Passage shown:
⁂
I work with Oak Grove Homeschool co-op, teaching sewing classes to kids four years old up to 12 years. They make a monster for themselves first, then one to give to someone they know who needs love. And the third one they make is for a foster child or a vet. I have many monsters to give to veterans and was just trying to find a good connection and a place to do it. This is perfect -- to work with fiber artists on the Yellow Ribbon Project. Victoria Walsh is so passionate and such a go-getter, and Jonathan Clark has so many connections and is a great storyteller. Maybe we can continue doing it and possibly have a big celebration in November too. I don’t think it’s going to be a one-day event. It’s going to grow, and I’m excited to see where it goes.
Originally from Detroit, Laurie Kay grew up in Michigan and lived in Florida for 11 years working as an automotive trade show specialist before moving to Knoxville for the four seasons. “I’m a halfback,” she says. She started Monsters Made With Love in 2015. She teaches sewing classes, leads workshops and offers therapy through her art for such organizations as the Cancer Support Community, Boys and Girls Club, Restoration House and Emerald Youth Foundation. The mother of two -- a daughter at University of Michigan and a son at Bearden High School -- says, “You need to make a monster of yourself before you make one for anyone else. You have to love yourself first. And you don’t have to know what you’re doing to do it.”
⁂
Dataset:

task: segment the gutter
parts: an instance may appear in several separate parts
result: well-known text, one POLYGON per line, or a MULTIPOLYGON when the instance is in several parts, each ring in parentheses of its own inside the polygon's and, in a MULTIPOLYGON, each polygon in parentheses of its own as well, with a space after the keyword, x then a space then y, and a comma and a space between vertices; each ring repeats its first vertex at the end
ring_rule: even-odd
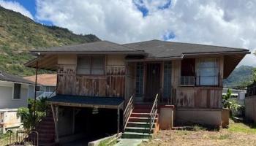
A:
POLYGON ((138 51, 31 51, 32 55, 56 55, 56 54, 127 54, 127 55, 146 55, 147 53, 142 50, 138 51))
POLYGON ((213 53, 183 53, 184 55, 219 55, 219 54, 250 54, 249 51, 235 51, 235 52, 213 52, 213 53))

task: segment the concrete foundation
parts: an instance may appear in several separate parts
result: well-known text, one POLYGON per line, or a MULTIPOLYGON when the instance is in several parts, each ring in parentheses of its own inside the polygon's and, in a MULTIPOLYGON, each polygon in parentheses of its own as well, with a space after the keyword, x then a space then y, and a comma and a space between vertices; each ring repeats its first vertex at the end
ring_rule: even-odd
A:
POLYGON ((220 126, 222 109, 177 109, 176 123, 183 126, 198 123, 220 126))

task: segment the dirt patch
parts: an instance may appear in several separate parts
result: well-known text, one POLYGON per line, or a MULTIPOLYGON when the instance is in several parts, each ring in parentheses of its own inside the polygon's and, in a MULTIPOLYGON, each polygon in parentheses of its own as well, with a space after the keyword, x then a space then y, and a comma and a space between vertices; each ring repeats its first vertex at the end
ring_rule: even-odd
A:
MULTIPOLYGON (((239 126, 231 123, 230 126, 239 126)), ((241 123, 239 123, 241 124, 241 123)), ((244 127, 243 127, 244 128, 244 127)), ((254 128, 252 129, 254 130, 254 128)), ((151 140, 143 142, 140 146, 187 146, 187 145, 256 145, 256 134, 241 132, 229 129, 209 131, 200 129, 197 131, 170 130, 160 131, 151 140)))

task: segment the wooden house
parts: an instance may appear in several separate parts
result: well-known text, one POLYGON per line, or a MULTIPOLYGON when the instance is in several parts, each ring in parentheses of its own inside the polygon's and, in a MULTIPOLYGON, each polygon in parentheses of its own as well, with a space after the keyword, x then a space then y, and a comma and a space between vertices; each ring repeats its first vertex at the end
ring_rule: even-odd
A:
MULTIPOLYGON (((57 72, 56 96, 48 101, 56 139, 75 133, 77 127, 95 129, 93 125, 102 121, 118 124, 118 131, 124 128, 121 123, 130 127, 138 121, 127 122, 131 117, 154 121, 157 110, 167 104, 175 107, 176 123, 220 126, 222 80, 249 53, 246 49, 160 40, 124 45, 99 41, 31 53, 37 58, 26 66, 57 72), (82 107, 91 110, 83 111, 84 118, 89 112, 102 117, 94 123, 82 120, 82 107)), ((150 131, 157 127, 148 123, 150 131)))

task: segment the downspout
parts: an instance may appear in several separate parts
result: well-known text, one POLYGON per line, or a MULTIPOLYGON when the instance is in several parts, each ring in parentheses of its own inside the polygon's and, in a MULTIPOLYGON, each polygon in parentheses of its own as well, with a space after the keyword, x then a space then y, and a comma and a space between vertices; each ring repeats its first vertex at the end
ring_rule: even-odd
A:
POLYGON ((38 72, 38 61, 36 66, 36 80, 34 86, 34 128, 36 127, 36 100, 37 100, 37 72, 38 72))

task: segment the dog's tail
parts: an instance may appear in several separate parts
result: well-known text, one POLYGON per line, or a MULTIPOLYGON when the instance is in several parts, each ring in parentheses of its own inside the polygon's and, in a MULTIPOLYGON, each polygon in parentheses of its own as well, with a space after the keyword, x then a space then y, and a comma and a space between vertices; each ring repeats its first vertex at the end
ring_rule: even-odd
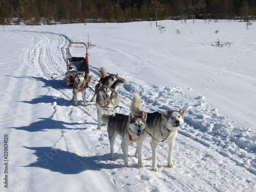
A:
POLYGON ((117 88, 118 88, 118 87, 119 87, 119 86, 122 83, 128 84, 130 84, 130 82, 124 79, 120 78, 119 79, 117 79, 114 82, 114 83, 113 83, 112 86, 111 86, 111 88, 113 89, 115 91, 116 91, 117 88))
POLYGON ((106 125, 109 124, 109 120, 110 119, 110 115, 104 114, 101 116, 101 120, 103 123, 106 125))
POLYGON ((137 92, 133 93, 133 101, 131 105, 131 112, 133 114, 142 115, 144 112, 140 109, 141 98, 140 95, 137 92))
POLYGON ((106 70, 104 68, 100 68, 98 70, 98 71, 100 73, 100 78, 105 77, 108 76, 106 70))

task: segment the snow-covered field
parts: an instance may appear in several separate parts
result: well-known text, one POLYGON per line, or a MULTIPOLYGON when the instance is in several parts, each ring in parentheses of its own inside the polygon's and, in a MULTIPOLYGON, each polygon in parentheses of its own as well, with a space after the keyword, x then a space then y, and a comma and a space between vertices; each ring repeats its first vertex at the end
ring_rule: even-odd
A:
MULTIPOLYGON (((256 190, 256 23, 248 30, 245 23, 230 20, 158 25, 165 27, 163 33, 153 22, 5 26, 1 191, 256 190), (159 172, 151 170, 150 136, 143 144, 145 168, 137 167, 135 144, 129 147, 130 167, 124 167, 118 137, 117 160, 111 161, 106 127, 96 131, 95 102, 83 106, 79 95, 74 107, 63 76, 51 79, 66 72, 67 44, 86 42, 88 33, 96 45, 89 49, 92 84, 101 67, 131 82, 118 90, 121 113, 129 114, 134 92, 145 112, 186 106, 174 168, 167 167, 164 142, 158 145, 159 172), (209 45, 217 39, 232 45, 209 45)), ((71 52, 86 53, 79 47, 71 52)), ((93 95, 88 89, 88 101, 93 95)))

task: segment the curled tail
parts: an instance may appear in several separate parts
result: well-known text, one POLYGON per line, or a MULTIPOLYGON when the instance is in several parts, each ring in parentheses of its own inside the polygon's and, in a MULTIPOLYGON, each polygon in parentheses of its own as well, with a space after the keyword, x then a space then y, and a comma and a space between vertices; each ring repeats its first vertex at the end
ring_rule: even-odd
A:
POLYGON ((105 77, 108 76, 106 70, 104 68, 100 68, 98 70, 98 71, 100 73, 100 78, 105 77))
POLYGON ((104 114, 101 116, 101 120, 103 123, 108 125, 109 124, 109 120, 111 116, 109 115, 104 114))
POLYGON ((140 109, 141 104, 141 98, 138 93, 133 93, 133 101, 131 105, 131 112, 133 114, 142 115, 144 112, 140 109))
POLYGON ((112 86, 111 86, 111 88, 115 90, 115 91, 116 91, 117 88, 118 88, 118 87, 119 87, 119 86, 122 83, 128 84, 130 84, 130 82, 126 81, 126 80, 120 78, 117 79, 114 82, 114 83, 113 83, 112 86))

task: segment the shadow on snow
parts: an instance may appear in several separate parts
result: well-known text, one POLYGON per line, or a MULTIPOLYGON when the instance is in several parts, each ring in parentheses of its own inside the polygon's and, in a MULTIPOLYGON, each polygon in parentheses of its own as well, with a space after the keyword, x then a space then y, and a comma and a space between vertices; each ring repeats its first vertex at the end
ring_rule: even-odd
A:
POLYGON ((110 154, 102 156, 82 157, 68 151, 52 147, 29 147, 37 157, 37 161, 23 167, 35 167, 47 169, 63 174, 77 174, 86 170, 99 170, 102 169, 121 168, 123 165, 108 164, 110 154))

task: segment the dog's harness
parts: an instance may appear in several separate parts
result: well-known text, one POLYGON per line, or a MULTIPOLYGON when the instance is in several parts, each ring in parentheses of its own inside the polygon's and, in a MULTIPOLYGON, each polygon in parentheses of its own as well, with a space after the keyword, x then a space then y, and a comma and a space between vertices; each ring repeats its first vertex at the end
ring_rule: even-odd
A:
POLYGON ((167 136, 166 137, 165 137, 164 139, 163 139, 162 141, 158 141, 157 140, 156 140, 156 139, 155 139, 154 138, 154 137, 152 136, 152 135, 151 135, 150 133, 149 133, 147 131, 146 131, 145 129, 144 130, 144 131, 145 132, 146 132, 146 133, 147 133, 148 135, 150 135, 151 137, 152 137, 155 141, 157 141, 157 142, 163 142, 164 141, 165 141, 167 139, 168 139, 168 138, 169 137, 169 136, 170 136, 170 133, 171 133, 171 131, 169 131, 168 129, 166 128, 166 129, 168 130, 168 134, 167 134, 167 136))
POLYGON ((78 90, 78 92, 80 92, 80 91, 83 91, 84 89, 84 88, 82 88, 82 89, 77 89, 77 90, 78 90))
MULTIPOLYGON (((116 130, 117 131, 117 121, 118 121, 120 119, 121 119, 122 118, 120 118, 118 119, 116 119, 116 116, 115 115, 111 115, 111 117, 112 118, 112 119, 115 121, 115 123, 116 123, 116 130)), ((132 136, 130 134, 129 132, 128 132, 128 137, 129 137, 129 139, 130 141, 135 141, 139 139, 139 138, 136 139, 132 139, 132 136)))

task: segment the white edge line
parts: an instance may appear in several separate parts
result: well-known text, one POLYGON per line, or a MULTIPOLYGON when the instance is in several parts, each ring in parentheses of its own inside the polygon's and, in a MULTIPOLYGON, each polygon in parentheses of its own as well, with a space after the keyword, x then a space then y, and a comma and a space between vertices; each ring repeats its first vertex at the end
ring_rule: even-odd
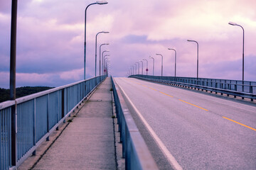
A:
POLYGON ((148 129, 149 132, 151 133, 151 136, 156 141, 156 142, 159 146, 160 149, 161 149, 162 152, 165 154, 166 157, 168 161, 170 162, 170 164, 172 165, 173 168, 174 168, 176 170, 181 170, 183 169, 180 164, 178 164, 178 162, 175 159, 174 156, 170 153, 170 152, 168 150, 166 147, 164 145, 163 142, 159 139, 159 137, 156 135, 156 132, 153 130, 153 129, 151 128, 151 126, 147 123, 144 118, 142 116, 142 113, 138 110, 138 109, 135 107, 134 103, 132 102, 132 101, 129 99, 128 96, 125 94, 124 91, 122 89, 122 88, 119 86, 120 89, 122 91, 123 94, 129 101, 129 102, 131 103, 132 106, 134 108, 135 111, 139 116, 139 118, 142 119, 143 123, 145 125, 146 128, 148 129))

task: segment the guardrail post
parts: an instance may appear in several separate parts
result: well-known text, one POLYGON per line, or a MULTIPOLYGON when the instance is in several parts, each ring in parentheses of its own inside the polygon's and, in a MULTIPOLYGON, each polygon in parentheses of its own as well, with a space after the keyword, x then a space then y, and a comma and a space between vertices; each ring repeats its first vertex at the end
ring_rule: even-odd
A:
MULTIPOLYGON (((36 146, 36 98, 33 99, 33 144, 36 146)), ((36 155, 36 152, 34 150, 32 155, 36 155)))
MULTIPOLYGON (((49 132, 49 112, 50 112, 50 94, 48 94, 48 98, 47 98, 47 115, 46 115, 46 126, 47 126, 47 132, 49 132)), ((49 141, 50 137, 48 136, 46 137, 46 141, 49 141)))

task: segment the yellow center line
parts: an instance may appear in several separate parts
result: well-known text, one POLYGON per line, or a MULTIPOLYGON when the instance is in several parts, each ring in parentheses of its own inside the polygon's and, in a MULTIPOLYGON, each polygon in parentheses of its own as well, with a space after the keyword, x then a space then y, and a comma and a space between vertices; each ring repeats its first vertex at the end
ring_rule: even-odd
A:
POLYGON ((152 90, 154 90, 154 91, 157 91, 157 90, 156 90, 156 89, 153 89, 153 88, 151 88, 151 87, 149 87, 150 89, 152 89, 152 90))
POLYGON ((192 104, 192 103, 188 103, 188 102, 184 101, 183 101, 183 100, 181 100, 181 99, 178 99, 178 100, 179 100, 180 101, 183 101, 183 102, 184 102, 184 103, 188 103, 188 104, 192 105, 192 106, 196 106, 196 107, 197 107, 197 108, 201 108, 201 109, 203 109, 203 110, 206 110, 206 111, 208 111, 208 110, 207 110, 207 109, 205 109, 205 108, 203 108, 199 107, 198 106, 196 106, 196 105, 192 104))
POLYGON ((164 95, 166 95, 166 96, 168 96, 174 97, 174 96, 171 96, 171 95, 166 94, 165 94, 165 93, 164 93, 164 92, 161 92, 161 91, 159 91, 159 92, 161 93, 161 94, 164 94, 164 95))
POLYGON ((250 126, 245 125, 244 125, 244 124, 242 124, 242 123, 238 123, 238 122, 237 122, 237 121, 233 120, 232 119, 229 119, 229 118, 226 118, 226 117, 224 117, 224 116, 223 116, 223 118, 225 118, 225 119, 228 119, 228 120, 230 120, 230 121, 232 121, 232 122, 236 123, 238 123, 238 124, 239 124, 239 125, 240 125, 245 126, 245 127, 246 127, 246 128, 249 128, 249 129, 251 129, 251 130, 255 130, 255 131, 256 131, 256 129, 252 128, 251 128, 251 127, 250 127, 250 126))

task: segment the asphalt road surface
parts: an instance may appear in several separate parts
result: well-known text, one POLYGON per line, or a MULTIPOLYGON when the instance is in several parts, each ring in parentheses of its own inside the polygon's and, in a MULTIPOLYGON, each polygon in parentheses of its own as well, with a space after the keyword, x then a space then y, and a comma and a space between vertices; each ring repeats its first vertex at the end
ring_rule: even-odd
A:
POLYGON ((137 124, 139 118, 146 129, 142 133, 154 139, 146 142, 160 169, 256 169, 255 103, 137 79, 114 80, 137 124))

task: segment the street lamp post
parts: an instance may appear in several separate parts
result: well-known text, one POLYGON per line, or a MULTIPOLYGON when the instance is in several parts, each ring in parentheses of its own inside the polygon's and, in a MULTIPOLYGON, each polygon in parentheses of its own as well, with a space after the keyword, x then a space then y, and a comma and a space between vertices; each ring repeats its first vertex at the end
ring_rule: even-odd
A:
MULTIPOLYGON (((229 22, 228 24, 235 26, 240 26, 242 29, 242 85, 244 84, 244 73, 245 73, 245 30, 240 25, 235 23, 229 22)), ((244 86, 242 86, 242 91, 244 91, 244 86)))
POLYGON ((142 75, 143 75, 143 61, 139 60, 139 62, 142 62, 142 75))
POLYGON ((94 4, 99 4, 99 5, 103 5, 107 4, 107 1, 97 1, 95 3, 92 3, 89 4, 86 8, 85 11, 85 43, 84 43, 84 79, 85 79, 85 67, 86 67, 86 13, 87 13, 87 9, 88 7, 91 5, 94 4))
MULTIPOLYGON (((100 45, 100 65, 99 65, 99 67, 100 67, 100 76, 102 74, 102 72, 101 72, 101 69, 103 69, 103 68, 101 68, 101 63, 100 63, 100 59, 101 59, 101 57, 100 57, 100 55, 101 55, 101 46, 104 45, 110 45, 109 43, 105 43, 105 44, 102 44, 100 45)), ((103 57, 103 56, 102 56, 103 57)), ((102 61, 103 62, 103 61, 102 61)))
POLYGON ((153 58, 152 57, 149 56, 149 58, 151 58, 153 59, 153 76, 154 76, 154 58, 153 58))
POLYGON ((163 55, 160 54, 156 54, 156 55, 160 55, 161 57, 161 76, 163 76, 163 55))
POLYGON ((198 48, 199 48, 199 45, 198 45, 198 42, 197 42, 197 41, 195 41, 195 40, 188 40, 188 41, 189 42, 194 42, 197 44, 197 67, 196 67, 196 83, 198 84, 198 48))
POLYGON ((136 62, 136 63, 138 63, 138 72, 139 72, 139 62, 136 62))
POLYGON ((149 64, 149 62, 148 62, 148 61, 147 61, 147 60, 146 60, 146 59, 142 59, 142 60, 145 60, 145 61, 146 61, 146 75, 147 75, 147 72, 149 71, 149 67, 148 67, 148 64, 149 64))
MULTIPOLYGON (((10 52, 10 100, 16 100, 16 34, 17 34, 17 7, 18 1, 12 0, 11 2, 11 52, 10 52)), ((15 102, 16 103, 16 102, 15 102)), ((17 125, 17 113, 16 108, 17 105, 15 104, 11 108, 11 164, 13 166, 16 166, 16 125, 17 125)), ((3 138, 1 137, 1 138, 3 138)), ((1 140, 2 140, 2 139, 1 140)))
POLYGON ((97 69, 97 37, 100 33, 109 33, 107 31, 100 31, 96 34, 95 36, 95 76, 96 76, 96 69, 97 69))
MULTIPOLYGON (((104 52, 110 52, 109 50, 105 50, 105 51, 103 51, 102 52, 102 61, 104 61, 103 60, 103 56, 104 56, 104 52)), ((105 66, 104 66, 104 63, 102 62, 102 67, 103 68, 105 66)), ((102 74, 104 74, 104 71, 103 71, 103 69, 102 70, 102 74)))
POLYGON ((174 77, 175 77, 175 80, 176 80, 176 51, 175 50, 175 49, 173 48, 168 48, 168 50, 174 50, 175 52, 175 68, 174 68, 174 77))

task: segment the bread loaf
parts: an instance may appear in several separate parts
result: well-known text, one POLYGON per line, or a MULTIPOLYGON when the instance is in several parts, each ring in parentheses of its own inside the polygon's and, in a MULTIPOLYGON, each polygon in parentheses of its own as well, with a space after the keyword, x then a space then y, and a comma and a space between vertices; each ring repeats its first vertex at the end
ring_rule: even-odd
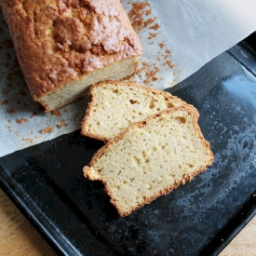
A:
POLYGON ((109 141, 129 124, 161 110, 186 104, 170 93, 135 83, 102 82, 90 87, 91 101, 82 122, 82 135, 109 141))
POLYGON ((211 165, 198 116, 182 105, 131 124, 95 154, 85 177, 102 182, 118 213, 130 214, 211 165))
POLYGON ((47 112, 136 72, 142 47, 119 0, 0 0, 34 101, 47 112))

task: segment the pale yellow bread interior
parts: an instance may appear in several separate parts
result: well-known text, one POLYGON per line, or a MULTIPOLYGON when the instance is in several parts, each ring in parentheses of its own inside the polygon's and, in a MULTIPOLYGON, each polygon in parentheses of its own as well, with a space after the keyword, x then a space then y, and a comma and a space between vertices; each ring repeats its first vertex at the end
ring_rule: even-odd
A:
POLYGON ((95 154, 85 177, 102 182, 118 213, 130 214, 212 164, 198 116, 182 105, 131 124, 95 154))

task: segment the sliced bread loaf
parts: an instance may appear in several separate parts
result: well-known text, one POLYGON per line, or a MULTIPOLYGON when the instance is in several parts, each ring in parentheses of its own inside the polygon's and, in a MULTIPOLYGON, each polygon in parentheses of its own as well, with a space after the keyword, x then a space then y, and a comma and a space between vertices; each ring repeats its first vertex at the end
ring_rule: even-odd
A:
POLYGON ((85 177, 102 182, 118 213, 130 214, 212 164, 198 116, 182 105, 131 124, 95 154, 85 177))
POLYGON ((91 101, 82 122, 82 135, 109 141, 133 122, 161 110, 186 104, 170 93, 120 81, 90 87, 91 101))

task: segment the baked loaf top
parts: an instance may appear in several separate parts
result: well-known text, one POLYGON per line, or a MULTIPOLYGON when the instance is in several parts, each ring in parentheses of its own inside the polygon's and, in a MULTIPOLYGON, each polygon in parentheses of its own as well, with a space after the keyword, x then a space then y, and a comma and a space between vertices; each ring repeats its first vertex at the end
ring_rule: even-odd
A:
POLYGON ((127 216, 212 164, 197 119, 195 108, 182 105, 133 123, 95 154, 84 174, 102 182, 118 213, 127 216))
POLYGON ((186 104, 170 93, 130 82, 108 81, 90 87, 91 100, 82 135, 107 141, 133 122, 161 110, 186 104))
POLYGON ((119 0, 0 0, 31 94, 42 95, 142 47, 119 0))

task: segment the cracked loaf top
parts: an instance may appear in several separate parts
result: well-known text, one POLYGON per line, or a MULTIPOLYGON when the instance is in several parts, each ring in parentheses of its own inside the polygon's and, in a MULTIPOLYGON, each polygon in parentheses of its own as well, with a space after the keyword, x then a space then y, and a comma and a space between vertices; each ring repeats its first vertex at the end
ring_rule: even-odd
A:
⁂
Required action: According to the passage about Laurie Kay, in what year did she start Monsters Made With Love? The material is separate from the passage about Laurie Kay.

Solution to the problem: 2015